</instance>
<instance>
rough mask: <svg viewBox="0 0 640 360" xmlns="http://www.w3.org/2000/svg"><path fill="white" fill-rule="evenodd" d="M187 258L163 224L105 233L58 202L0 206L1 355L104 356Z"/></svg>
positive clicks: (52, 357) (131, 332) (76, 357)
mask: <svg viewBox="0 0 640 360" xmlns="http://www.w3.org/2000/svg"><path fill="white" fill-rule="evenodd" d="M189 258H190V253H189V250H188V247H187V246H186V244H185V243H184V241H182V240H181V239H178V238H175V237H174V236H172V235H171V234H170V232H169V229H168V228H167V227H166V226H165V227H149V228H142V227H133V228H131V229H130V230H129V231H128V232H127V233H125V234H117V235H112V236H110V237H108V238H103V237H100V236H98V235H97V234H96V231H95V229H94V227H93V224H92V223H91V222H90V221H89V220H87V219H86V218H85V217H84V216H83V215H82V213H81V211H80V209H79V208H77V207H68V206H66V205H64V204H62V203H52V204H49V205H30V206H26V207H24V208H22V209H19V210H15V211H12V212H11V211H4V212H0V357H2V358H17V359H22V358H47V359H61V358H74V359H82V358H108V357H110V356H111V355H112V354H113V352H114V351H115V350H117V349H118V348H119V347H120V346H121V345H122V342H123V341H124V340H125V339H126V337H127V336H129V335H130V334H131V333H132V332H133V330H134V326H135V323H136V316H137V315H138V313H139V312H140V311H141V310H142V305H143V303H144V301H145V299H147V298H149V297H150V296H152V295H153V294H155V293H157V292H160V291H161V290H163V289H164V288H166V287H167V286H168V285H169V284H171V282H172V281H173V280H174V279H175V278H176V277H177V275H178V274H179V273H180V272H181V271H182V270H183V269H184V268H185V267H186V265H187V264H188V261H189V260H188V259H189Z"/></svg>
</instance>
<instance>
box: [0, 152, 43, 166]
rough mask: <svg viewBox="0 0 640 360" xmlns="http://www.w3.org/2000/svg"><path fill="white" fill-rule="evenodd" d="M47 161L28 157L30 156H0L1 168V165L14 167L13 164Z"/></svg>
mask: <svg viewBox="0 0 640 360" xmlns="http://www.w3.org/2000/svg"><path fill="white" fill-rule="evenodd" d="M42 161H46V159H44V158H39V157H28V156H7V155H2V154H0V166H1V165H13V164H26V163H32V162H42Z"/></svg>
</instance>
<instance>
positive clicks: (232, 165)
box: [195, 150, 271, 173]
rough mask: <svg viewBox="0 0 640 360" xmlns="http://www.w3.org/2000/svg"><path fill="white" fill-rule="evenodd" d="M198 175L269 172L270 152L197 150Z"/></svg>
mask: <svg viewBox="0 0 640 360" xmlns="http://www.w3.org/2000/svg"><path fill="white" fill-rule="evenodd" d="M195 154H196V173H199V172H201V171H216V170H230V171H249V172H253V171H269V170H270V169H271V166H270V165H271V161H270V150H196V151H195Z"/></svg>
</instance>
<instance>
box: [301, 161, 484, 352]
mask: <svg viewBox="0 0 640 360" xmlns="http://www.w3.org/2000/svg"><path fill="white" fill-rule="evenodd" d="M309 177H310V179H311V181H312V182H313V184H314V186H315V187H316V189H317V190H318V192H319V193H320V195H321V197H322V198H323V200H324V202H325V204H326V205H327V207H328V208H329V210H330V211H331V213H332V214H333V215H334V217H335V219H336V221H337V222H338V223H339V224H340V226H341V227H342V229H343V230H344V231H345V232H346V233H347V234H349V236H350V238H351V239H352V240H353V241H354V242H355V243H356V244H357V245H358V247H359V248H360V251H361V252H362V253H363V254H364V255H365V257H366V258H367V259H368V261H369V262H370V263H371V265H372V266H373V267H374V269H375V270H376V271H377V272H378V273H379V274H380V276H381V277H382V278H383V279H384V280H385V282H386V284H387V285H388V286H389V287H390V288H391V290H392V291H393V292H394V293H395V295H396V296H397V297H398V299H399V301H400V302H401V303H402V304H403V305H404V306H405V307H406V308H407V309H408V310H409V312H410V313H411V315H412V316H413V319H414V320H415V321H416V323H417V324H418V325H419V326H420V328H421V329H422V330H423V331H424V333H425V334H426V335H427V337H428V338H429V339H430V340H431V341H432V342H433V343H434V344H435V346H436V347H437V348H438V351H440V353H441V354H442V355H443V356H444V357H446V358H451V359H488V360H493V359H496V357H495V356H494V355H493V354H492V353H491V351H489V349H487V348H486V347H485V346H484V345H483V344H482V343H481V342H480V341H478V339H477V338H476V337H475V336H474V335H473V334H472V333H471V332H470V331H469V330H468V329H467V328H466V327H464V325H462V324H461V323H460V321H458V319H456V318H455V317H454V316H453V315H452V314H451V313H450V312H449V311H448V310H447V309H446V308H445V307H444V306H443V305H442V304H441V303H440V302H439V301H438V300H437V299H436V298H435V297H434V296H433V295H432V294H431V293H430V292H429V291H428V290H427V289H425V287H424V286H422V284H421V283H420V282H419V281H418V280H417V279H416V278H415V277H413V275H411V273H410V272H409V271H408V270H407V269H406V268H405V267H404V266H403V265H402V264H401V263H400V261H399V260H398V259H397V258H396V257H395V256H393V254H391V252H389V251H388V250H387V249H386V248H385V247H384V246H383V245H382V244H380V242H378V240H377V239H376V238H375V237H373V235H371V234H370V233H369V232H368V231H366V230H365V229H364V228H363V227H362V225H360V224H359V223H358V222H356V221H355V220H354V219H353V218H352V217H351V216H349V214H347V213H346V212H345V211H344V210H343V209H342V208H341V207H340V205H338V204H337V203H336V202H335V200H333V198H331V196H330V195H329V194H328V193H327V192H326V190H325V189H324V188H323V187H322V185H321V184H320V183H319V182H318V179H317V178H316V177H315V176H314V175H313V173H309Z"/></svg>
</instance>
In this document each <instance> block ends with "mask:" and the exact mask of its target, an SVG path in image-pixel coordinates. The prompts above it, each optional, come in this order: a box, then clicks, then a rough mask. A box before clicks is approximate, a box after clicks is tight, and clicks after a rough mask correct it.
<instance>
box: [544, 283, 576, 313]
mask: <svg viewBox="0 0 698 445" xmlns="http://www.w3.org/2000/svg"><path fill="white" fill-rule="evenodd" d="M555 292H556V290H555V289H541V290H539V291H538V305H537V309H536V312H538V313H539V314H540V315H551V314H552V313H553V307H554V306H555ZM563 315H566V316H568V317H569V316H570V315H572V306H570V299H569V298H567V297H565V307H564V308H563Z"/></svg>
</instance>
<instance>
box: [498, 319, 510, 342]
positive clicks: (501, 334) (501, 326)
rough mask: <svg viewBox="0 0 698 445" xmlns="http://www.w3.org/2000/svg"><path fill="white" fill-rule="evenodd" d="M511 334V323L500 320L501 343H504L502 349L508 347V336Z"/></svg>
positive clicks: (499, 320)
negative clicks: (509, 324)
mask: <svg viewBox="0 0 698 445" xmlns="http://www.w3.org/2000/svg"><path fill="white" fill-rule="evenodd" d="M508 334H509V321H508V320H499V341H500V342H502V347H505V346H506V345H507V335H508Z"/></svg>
+++
§ Exercise objective
Each record must appear again, word for word.

§ Response to the exercise
</instance>
<instance>
rough mask: <svg viewBox="0 0 640 360" xmlns="http://www.w3.org/2000/svg"><path fill="white" fill-rule="evenodd" d="M187 258L163 224L105 233L58 202L0 206L1 355L104 356Z"/></svg>
positive clicks: (52, 357) (131, 332) (76, 357)
mask: <svg viewBox="0 0 640 360" xmlns="http://www.w3.org/2000/svg"><path fill="white" fill-rule="evenodd" d="M189 258H190V253H189V250H188V247H187V246H186V244H185V243H184V241H182V240H181V239H178V238H175V237H174V236H172V235H171V234H170V232H169V229H168V228H167V227H166V226H165V227H149V228H142V227H133V228H131V229H130V230H129V231H128V232H127V233H125V234H117V235H112V236H110V237H108V238H103V237H100V236H98V235H97V234H96V231H95V229H94V227H93V224H92V223H91V222H90V221H89V220H87V219H86V218H85V217H84V216H83V215H82V213H81V211H80V209H79V208H77V207H68V206H66V205H64V204H62V203H52V204H49V205H30V206H26V207H24V208H22V209H19V210H15V211H12V212H11V211H4V212H0V357H2V358H17V359H22V358H47V359H61V358H74V359H82V358H108V357H110V356H111V355H112V354H113V352H114V351H115V350H117V349H118V348H119V347H120V346H121V345H122V342H123V341H124V340H125V339H126V337H127V336H129V335H130V334H131V333H132V332H133V330H134V326H135V323H136V316H137V315H138V313H139V312H140V311H141V310H142V305H143V303H144V301H145V299H147V298H149V297H150V296H152V295H153V294H155V293H157V292H160V291H161V290H163V289H164V288H166V287H167V286H168V285H169V284H171V282H172V281H173V280H174V279H175V278H176V277H177V275H178V274H179V273H180V272H181V271H182V270H183V269H184V268H185V267H186V265H187V264H188V261H189V260H188V259H189Z"/></svg>
</instance>
<instance>
box: [0, 152, 43, 166]
rough mask: <svg viewBox="0 0 640 360" xmlns="http://www.w3.org/2000/svg"><path fill="white" fill-rule="evenodd" d="M47 161L28 157L30 156H0L1 168V165L14 167L13 164Z"/></svg>
mask: <svg viewBox="0 0 640 360" xmlns="http://www.w3.org/2000/svg"><path fill="white" fill-rule="evenodd" d="M42 161H46V159H44V158H39V157H28V156H7V155H2V154H0V166H1V165H13V164H26V163H32V162H42Z"/></svg>
</instance>
<instance>
positive clicks: (232, 165)
box: [195, 150, 271, 173]
rough mask: <svg viewBox="0 0 640 360" xmlns="http://www.w3.org/2000/svg"><path fill="white" fill-rule="evenodd" d="M198 175L269 172L270 152L197 150Z"/></svg>
mask: <svg viewBox="0 0 640 360" xmlns="http://www.w3.org/2000/svg"><path fill="white" fill-rule="evenodd" d="M195 154H196V173H199V172H201V171H216V170H230V171H249V172H253V171H269V170H270V169H271V166H270V165H271V161H270V150H196V151H195Z"/></svg>
</instance>
<instance>
box: [301, 161, 484, 352]
mask: <svg viewBox="0 0 640 360" xmlns="http://www.w3.org/2000/svg"><path fill="white" fill-rule="evenodd" d="M309 177H310V179H311V181H312V182H313V184H314V186H315V187H316V189H317V190H318V192H319V193H320V195H321V197H322V198H323V200H324V202H325V204H326V205H327V207H328V208H329V210H330V211H331V213H332V214H333V215H334V217H335V219H336V221H337V222H338V223H339V224H340V226H341V227H342V229H343V230H344V231H345V232H346V233H347V234H349V236H350V238H351V239H352V240H353V241H354V242H355V243H356V244H357V245H358V247H359V248H360V251H361V252H362V253H363V254H364V255H365V257H366V258H367V259H368V261H369V262H370V263H371V265H372V266H373V267H374V269H375V270H376V271H377V272H378V273H379V274H380V276H381V277H382V278H383V279H384V280H385V282H386V284H387V285H388V286H389V287H390V288H391V290H392V291H393V292H394V293H395V295H396V296H397V297H398V299H399V301H400V302H401V303H402V304H403V305H404V306H405V307H406V308H407V309H408V310H409V312H410V313H411V315H412V316H413V319H414V320H415V321H416V323H417V324H418V325H419V326H420V328H421V329H422V330H423V331H424V333H425V334H426V335H427V337H428V338H429V339H430V340H431V341H432V342H433V343H434V344H435V346H436V347H437V348H438V351H440V353H441V354H442V355H443V356H444V357H446V358H451V359H488V360H493V359H496V357H495V356H494V355H493V354H492V353H491V351H489V349H487V348H486V347H485V346H484V345H483V344H482V343H481V342H480V341H478V339H477V338H476V337H475V336H474V335H473V334H472V333H471V332H470V331H469V330H468V329H467V328H466V327H464V325H462V324H461V323H460V321H458V319H456V318H455V317H454V316H453V315H452V314H451V313H450V312H449V311H448V310H447V309H446V308H445V307H444V306H443V305H442V304H441V303H440V302H439V301H438V300H437V299H436V298H435V297H434V296H433V295H432V294H431V293H430V292H429V291H428V290H427V289H425V287H424V286H422V284H421V283H420V282H419V281H418V280H417V279H416V278H415V277H413V275H411V273H410V272H409V271H408V270H407V269H406V268H405V267H404V266H403V265H402V264H401V263H400V261H399V260H398V259H397V258H396V257H395V256H393V254H391V252H389V251H388V250H387V249H386V248H385V247H384V246H383V245H382V244H380V242H378V240H377V239H376V238H375V237H373V235H371V234H370V233H369V232H368V231H366V230H365V229H364V228H363V227H362V225H360V224H359V223H358V222H356V221H355V220H354V219H353V218H352V217H351V216H349V214H347V213H346V212H345V211H344V210H343V209H342V208H341V207H340V205H338V204H337V203H336V202H335V200H333V198H331V196H330V195H329V194H328V193H327V192H326V190H325V189H324V188H323V187H322V185H321V184H320V183H319V182H318V179H317V178H316V177H315V176H314V175H313V173H309Z"/></svg>
</instance>
In this document each <instance> block ends with "mask:" and the exact mask of its target, an SVG path in image-pixel coordinates. The prompts above it, each optional, come in this order: a box, then clicks, then a rough mask. A box before clicks is approximate, a box after clicks is tight, and clicks after a rough mask correct it.
<instance>
box: [544, 283, 576, 313]
mask: <svg viewBox="0 0 698 445" xmlns="http://www.w3.org/2000/svg"><path fill="white" fill-rule="evenodd" d="M555 292H556V290H555V289H541V290H539V291H538V305H537V309H536V312H538V313H539V314H540V315H551V314H552V313H553V307H554V306H555ZM563 315H566V316H568V317H569V316H570V315H572V306H570V299H569V298H567V297H565V307H564V308H563Z"/></svg>
</instance>
<instance>
box: [498, 319, 510, 342]
positive clicks: (501, 334) (501, 326)
rough mask: <svg viewBox="0 0 698 445" xmlns="http://www.w3.org/2000/svg"><path fill="white" fill-rule="evenodd" d="M511 334V323L500 320L501 343H504L502 349L508 347V336Z"/></svg>
positive clicks: (499, 320)
negative clicks: (509, 324)
mask: <svg viewBox="0 0 698 445" xmlns="http://www.w3.org/2000/svg"><path fill="white" fill-rule="evenodd" d="M508 334H509V321H508V320H499V341H500V342H502V347H505V346H506V345H507V335H508Z"/></svg>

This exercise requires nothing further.